▶ _Brief 1_:
Please transcribe the stretch of the passage on Hesiod and the idea of progress from "The ancient Greeks, for" through "believed in progress.".

▶ _Text provided_:
☆ ☆ ☆ ☆

The ancient Greeks, for example, produced some of the most admired thinkers of the ancient world, the ancient Romans constructed roads and aqueducts on an unprecedented scale, and medieval Europe witnessed the construction of increasingly ambitious, monumental and ornate cathedrals, the lofty architecture of which was designed to inspire an image of heavenly glory. Yet, none of those peoples generally believed in progress.
Hesiod’s “Works and Days” is one of the first attempts to conceptualise the flow of human affairs. Humanity’s finest days, Hesiod averred, fell within a golden age in which Gods lived among men. People “lived like gods without sorrow of heart, remote and free from toil and grief: miserable age rested not on them.”
The ages of men, as outlined by Hesiod, decayed from gold to silver, from silver to bronze and from bronze to iron. Hesiod believed that he was living in the “iron age”, which he characterised as a wretched era of misery and strife. He wrote that “for now truly is a race of iron, and men never rest from labour and sorrow by day and from perishing by night; and the gods shall lay sore trouble upon them.”

☆ ☆ ☆ ☆

▶ _Brief 2_:
Repeat verbatim the rows from the line containing "Reviewer note: verify one keypoint per instance of the blue" through the end of the rows.

▶ _Task inputs_:

☆ ☆ ☆ ☆

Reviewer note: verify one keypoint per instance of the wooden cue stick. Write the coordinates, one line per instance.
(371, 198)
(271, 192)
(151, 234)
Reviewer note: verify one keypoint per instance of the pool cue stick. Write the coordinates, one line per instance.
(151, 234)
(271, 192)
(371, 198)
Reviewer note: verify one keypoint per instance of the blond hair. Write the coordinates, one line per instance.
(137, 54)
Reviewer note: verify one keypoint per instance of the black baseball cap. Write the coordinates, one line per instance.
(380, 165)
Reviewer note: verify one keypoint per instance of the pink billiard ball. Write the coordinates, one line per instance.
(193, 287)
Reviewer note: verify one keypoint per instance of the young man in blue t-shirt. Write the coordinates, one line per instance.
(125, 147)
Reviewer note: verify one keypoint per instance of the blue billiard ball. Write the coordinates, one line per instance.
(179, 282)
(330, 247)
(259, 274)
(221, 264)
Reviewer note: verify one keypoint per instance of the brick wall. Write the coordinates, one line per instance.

☆ ☆ ☆ ☆

▶ _Reply 1_:
The ancient Greeks, for example, produced some of the most admired thinkers of the ancient world, the ancient Romans constructed roads and aqueducts on an unprecedented scale, and medieval Europe witnessed the construction of increasingly ambitious, monumental and ornate cathedrals, the lofty architecture of which was designed to inspire an image of heavenly glory. Yet, none of those peoples generally believed in progress.

▶ _Reply 2_:
Reviewer note: verify one keypoint per instance of the blue billiard ball. Write the coordinates, one line per instance.
(179, 282)
(330, 247)
(259, 274)
(221, 264)
Reviewer note: verify one keypoint per instance of the brick wall. Write the coordinates, one line per instance.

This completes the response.